His father, who can't be identified to protect the identity of the boy, admits his son shouldn't have reacted with violence and feels bad for the injured student, but he wonders why the white kids aren't being punished as well.
Something just happened, the kids was calling him, bullying him, racist names and all this, and he got upset.- Father of student who was charged with injuring another teen at school
"Something just happened, the kids was calling him, bullying him, racist names and all this, and he got upset."
CBC News reached out to the family of the injured teen, but did not hear back.
The suspended teen's father also says he's upset with the way school officials have been dealing with his son.
The father met with the school board to find out if his son could return to Western or if he would have to go to another school to finish Grade 11. The conversation, which he says took place, shocked him.
"Instead of to get my son to maybe a different school, what he's talking about is if my son is involved with the guns and if he's hanging around with the people who have, you know … was so surprised with the board."
CBE says race wasn't central issue
The Calgary Board of Education won't comment specifically on this case, except to say its own investigation determined race wasn't the central issue around the fight.
"For us, it's kind of a one-off, isolated incident, however not an incident to be downplayed," said Calvin Davies, director of area seven for the CBE.
"I wasn't there, but I am not going to say that there weren't some potentially inappropriate comments made, but for us it's continuing to work on discussion and dialogue as opposed to physical reactions."

**ENTRIES SHOWN**.

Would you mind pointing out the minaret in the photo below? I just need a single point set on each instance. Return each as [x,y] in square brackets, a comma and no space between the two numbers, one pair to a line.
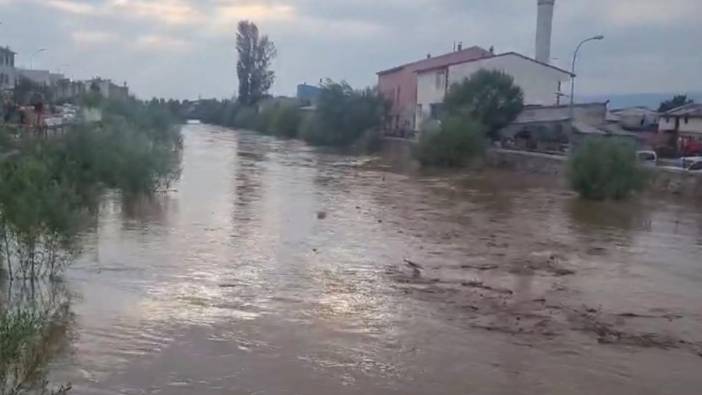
[543,30]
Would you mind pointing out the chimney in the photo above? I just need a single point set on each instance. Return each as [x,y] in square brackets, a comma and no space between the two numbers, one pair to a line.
[544,25]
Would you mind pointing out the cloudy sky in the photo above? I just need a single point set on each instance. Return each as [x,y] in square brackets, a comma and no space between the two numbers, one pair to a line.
[185,48]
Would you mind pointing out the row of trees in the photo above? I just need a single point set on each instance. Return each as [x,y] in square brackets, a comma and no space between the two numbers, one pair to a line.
[50,185]
[474,112]
[343,117]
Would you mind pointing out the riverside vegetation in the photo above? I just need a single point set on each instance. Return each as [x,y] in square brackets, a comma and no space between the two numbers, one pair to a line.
[473,113]
[49,189]
[344,117]
[606,168]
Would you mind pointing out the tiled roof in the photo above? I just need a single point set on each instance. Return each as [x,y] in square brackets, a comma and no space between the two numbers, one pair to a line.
[425,69]
[442,60]
[688,110]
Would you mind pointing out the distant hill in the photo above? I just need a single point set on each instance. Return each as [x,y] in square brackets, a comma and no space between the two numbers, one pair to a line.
[651,100]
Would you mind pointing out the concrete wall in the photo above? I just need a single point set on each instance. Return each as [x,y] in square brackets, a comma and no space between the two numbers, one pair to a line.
[42,77]
[693,125]
[539,82]
[528,162]
[676,182]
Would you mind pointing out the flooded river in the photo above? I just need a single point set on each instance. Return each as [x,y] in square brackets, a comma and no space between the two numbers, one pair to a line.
[274,268]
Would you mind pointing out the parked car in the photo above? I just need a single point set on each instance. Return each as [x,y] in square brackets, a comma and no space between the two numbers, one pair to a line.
[694,164]
[647,158]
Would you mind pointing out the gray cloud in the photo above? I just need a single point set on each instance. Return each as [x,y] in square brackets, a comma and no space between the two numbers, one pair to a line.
[184,48]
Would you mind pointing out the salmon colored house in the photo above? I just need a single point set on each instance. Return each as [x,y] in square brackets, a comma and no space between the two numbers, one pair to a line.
[399,85]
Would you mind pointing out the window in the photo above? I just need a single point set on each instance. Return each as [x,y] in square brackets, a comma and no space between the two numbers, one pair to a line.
[440,78]
[435,110]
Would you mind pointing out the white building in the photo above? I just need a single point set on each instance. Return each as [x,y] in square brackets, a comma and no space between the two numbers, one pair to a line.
[685,120]
[7,68]
[540,82]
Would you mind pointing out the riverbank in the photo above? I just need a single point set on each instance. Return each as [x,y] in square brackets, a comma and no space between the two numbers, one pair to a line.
[232,278]
[663,180]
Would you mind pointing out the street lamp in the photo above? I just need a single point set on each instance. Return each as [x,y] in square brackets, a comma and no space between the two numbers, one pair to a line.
[31,58]
[572,78]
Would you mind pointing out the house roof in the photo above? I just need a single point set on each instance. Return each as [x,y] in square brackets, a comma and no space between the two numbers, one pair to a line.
[437,67]
[474,52]
[636,109]
[693,110]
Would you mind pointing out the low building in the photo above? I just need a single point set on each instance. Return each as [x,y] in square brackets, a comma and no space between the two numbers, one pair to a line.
[635,118]
[683,127]
[549,128]
[685,120]
[399,85]
[108,89]
[67,89]
[540,82]
[39,77]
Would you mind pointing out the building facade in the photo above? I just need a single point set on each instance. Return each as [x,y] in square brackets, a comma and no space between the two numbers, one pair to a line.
[7,68]
[108,89]
[399,85]
[685,120]
[540,82]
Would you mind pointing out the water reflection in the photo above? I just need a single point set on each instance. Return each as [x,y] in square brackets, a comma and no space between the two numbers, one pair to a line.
[231,283]
[35,327]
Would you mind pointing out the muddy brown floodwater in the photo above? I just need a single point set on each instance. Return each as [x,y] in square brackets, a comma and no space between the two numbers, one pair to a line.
[274,268]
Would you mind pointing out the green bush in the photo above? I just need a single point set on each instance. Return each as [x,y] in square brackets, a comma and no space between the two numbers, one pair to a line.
[489,96]
[343,115]
[50,183]
[606,168]
[286,120]
[245,118]
[455,143]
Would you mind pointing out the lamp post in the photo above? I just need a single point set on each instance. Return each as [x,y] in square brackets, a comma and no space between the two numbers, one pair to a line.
[572,79]
[31,59]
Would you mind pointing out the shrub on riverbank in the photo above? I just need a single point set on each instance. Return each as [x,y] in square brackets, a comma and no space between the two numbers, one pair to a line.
[491,97]
[32,332]
[343,115]
[455,143]
[51,182]
[606,168]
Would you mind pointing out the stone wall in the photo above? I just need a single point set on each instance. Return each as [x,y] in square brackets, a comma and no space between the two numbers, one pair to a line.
[678,182]
[529,162]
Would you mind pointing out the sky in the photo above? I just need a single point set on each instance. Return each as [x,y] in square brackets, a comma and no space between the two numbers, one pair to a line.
[185,48]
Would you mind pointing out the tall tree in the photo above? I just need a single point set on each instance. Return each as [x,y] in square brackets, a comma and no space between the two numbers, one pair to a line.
[488,96]
[253,68]
[675,102]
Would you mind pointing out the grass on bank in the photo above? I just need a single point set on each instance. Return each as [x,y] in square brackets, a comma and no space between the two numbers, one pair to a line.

**EXERCISE TASKS**.
- A) Recast the records, from the line containing "Would you mind pointing out the sky" through the last line of the records, as a JSON list of strings with one string per line and blank lines omitted.
- B) Continue the news report about the Calgary student fight from where it stops.

**RESPONSES TO THE EXERCISE**.
- A)
[
  "Would you mind pointing out the sky in the photo above? I just need a single point set on each instance. Return each as [x,y] in square brackets, a comma and no space between the two numbers, one pair to a line.",
  "[185,48]",
  "Would you mind pointing out the tall tree in the photo above? I just need a single point set on each instance. Return each as [x,y] in square brackets, a comma and no space between the two numbers, one pair to a line.",
  "[488,96]",
  "[253,68]",
  "[675,102]",
  "Would you mind pointing out the grass on bank in the photo above? I just need a single point set on each instance. Return each as [x,y] in square brackets, a comma and no space between the two numbers, one pair to a line."
]

- B)
There is nothing that is being swept under the carpet.- Calvin Davies, director of area seven for CBE
Davies couldn't say whether the school would punish the students who may have used racial slurs.
"They take it very seriously, so on all angles, what occurred in this altercation, there is nothing that is being swept under the carpet," he said.
Allen said racial bullying is not only happening at Western. He's hearing from families at other Calgary schools and believes it needs to be better addressed at the institutional level.
"There has to be something in place, even of a disciplinary nature, that won't be tolerated. Because we have certain workplaces that have zero-tolerance policies when it comes to racial slurs and so forth … an institution of learning or education, that should be implemented as well," he said.
Message of inclusiveness
The CBE said its messaging from Kindergarten to Grade 12 is about respect, empathy and inclusiveness, but it knows there are always areas for improvement.
"I would never want to be quoted that [race is] not an issue. Interactions, interpersonal dynamics are always an issue no matter what kinds of groups of people you put together," said Davies.
He said the board has a number of policies in place including a student code of conduct, as well as different after-school clubs that celebrate differences in race, religion, culture and sexual orientation.
Allen said he appreciates the work being done by the different schools, but based on his experience he believes it's not enough to erase the problem completely.
To that end he created a Facebook group called Calgary's Racial Bullying as a potential forum for kids of all backgrounds who are being racially bullied in order to bring awareness to the issue. And then help address it.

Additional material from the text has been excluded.